About this exercise: With images removed, transcribe each record exactly as it appears.
---
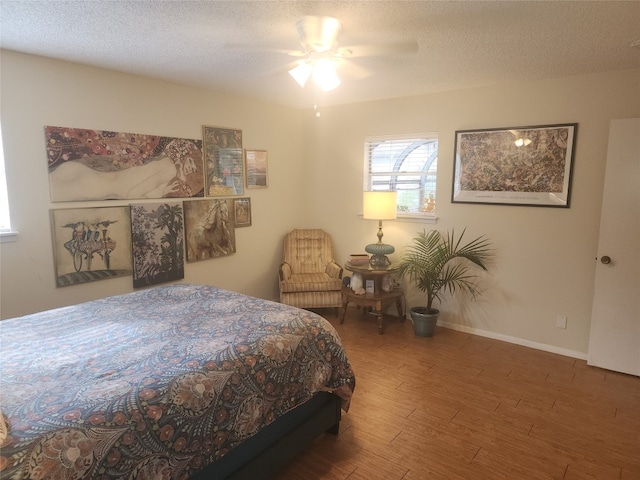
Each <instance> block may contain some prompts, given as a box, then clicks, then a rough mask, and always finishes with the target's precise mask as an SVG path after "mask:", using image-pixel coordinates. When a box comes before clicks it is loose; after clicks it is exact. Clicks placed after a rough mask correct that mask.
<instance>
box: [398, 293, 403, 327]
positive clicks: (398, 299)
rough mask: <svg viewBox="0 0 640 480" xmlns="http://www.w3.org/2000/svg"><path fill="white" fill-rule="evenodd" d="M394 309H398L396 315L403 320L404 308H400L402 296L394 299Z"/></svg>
mask: <svg viewBox="0 0 640 480" xmlns="http://www.w3.org/2000/svg"><path fill="white" fill-rule="evenodd" d="M396 310H398V315H400V321H401V322H404V309H403V308H402V298H401V297H398V298H397V299H396Z"/></svg>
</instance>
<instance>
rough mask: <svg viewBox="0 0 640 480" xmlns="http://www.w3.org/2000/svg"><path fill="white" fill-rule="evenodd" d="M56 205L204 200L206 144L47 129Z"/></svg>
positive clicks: (46, 146)
mask: <svg viewBox="0 0 640 480" xmlns="http://www.w3.org/2000/svg"><path fill="white" fill-rule="evenodd" d="M45 141H46V150H47V160H48V165H49V189H50V196H51V201H52V202H69V201H87V200H133V199H145V198H156V199H158V198H183V197H202V196H204V163H203V160H202V141H201V140H188V139H184V138H173V137H161V136H157V135H145V134H138V133H123V132H111V131H106V130H89V129H84V128H67V127H51V126H47V127H45Z"/></svg>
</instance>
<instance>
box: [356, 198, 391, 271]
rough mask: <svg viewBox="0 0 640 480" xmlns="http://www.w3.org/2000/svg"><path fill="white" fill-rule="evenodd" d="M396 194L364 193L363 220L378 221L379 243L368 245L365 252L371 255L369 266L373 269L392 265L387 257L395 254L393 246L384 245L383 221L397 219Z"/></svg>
---
Solution for this task:
Each <instance> block may contain some prompts, given as a box, then clicks, then a rough mask, and always finishes with the target's precise mask as an SVG path after "mask:", using image-pixel coordinates. When a box comes before clicks it is loose; after clicks it is exact. Clicks placed after a rough mask correct that mask.
<instance>
box: [398, 293, 403, 327]
positive clicks: (398, 299)
rough mask: <svg viewBox="0 0 640 480" xmlns="http://www.w3.org/2000/svg"><path fill="white" fill-rule="evenodd" d="M394 309H398L396 315L403 320L404 308H400L402 296L394 299Z"/></svg>
mask: <svg viewBox="0 0 640 480" xmlns="http://www.w3.org/2000/svg"><path fill="white" fill-rule="evenodd" d="M396 310H398V315H400V321H401V322H404V309H403V308H402V298H401V297H398V298H397V299H396Z"/></svg>
</instance>
<instance>
rough mask: <svg viewBox="0 0 640 480" xmlns="http://www.w3.org/2000/svg"><path fill="white" fill-rule="evenodd" d="M56 205L204 200L206 144L47 129Z"/></svg>
positive clicks: (46, 146)
mask: <svg viewBox="0 0 640 480" xmlns="http://www.w3.org/2000/svg"><path fill="white" fill-rule="evenodd" d="M45 141H46V150H47V160H48V165H49V189H50V196H51V201H52V202H69V201H87V200H133V199H145V198H156V199H158V198H183V197H202V196H204V163H203V160H202V141H201V140H188V139H184V138H173V137H161V136H157V135H145V134H138V133H123V132H111V131H106V130H89V129H84V128H67V127H51V126H47V127H45Z"/></svg>
</instance>
<instance>
box: [356, 198, 391, 271]
rough mask: <svg viewBox="0 0 640 480" xmlns="http://www.w3.org/2000/svg"><path fill="white" fill-rule="evenodd" d="M396 194L364 193L363 220L378 221L379 243L368 245L365 252L371 255L369 266L373 269L392 265L387 257L395 254L393 246L384 245L383 221L397 219Z"/></svg>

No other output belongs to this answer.